**Exercise 1**
Reproduce a passage from the Facebook instant messaging text word for word, beginning at the words "However, the report" and stopping after the words "be discussed shortly.".
**Exercise 2**
Name every distinct source cited in parentheses in the Facebook instant messaging text, each with its year.
**Exercise 3**
Carry the Facebook instant messaging text forward with its next part, picking up right after its final sentence.

**Text extract**
As a result, there has been a proliferation of IM programs. Some of these programs require a client download; others are web-based while the rest come integrated into an already existing service (e.g. Gmail chat).
Facebook
On March 18, 2008, Facebook declared its intention to include IM capabilities A CNETNews.com article, ironically titled “Facebook fires up IM, ratchets up privacy”, pointed out that “Social networking site Facebook will roll out more extensive privacy controls as well as an instant messaging service soon after that.” The report highlighted Facebook’s concerns with privacy on its site and indicated that, “…the new Facebook friend-adding interface, will be integrated with privacy controls and Facebook members will also be able to include or exclude certain friends from having access to information” (McCarthy 2008).
According to the report, Facebook company executives are attaching a lot of importance to privacy as a result of the “ongoing evolution of the social network” and explained that “changes to the site's privacy controls are necessary given its rapid growth and increasingly diverse user base” (McCarthy 2008). Moreover, Matt Cohler, vice president of strategy and business operations, reiterated that the social network is designed to facilitate better, more-personal ways to share and communicate information. Essentially, “Facebook's product allows users to have control over their personal information” (McCarthy 2008).
However, the report clearly underscored the importance that Facebook attached to the privacy of user information on its social networking site with respect to both native and non-native applications. This importance is hardly misplaced in view of recent trends within the online social networking community. However, it seems that the continued emphasis on user privacy may have created a set of expectations regarding the privacy of communications on Facebook. We believe this trust and set of expectations can be exploited using technical measures such as a man-in-the-middle attack, to be discussed shortly.
According to anti-spam firm Cloudmark, “in six months leading up to March 2008, 30% of new accounts created at several major social networking sites are automated fraudulent “zombie” accounts, designed to be used for spam and other malicious attacks” (CyberInsecure.com 2008). According to another online report, “social networks like Facebook and MySpace are perfect models for the three D's of insecurity: insecure by design, insecure by default and insecure in deployment” (Roiter 2008). The report quotes security consultants who spoke at the 2008 Black Hat briefings, as saying that “security is clearly not part of the business model for owners of these wildly popular Web properties and that when sharing something on a social network, assume it’s going to be public” (Roiter 2008). This trend gives serious cause for concern considering the growth in the usage of IM as well as the typical habits of IM users. Another online article titled. “Popularity for instant messenger on social utility Facebook grows” reports that in less than 30 days after the launch of Facebook’s IM, “users have sent over one million messages to each other in real-time conversation with thanks to a month old instant messenger application” (Hawkes 2008). One key concern that arises from this is the attackers’ ability to intercept and misuse sensitive, private information. A fair amount of research has been carried out in this area with respective to non-native or third party applications on a number of social networking sites like MySpace and Facebook.

Saved data entries
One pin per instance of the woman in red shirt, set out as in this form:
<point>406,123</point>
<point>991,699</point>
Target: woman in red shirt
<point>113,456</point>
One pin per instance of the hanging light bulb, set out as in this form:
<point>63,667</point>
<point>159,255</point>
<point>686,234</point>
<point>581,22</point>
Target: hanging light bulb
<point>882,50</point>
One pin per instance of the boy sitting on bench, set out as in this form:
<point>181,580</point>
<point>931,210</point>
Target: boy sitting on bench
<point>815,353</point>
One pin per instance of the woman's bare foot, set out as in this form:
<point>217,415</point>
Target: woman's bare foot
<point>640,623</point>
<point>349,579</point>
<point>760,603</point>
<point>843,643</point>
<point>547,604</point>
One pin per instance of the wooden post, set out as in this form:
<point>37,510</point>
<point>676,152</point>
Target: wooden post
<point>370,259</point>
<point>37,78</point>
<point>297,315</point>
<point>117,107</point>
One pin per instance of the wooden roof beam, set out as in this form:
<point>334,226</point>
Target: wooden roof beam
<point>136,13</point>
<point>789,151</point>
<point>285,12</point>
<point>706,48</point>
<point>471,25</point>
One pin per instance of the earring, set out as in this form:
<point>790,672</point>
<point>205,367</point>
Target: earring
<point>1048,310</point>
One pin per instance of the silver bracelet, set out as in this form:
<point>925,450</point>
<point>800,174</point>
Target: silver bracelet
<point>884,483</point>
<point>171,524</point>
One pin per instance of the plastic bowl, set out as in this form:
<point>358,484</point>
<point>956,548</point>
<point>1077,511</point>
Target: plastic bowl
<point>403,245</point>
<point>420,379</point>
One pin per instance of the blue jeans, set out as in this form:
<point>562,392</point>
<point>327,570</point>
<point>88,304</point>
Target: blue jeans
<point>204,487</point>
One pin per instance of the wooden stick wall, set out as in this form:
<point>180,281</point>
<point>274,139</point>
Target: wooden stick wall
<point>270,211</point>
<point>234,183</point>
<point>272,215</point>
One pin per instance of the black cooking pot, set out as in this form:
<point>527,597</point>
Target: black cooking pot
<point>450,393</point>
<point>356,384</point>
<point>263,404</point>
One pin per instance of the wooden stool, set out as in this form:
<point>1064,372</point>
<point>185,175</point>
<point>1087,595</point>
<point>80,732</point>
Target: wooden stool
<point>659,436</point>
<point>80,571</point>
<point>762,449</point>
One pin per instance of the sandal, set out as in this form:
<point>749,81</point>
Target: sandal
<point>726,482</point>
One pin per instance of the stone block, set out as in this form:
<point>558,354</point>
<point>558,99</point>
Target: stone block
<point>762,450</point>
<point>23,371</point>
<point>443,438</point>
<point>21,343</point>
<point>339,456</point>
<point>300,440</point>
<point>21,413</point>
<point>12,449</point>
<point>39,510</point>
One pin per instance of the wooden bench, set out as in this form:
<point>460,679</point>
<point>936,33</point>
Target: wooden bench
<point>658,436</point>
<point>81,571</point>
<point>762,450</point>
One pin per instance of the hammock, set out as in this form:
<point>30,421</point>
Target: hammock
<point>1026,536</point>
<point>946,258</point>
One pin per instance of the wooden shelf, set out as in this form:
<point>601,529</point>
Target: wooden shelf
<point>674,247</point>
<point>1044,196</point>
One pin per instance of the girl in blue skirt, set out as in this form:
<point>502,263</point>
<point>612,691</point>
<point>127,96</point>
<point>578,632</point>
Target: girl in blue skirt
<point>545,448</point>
...
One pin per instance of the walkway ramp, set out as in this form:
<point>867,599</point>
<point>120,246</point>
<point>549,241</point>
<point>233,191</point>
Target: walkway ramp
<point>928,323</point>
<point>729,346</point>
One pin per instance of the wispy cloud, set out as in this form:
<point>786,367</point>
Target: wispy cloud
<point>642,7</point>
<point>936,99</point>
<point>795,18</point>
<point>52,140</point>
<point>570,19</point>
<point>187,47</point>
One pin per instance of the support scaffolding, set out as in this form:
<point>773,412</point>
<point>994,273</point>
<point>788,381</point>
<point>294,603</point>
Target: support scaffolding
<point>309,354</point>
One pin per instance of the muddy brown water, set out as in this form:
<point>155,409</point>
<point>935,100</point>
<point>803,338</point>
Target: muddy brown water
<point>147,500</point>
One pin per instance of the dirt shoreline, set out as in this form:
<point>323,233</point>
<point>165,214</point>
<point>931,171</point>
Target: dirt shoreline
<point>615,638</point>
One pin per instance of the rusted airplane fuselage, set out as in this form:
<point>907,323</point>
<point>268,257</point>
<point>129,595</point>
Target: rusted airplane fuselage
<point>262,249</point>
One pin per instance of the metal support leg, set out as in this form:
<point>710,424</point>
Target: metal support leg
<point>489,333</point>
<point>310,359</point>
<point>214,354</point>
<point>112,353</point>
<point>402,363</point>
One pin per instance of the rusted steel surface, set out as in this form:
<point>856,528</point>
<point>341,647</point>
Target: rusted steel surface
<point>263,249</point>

**Final result 1**
However, the report clearly underscored the importance that Facebook attached to the privacy of user information on its social networking site with respect to both native and non-native applications. This importance is hardly misplaced in view of recent trends within the online social networking community. However, it seems that the continued emphasis on user privacy may have created a set of expectations regarding the privacy of communications on Facebook. We believe this trust and set of expectations can be exploited using technical measures such as a man-in-the-middle attack, to be discussed shortly.

**Final result 2**
McCarthy 2008
CyberInsecure.com 2008
Roiter 2008
Hawkes 2008

**Final result 3**
Security consultants at the black hat briefings demonstrated “a series of all-too-easy MySpace attacks, which combine social engineering and technical hacks against an end-user population hungry for peer interaction and imbued with trust.” Moreover, the consultants claim that, “MySpace, Facebook and other social networking sites offer wide-open APIs. These not only allow unrestricted data exchange with any application, but also permit attackers to tap into user applications and exploit site code that's wide open to cross-site scripting and other attacks.”
Adrienne Felt’s research in July 2007 at University of Virginia looked into the privacy protection of Facebook Users with respect to third party applications. Contrary to her work, we will explore Facebook’s native chat application and the level of privacy protection that it provides it’s more than 110 million active users (Facebook site statistics n.d.) who exchange all kinds of information on this social networking site. There are expectations to privacy and our research will showcase how this property is not guaranteed.
In our studies, we will illustrate that the Facebook chat application is vulnerable to many different types of attacks. Data can be gleaned from these attacks by a malicious third party.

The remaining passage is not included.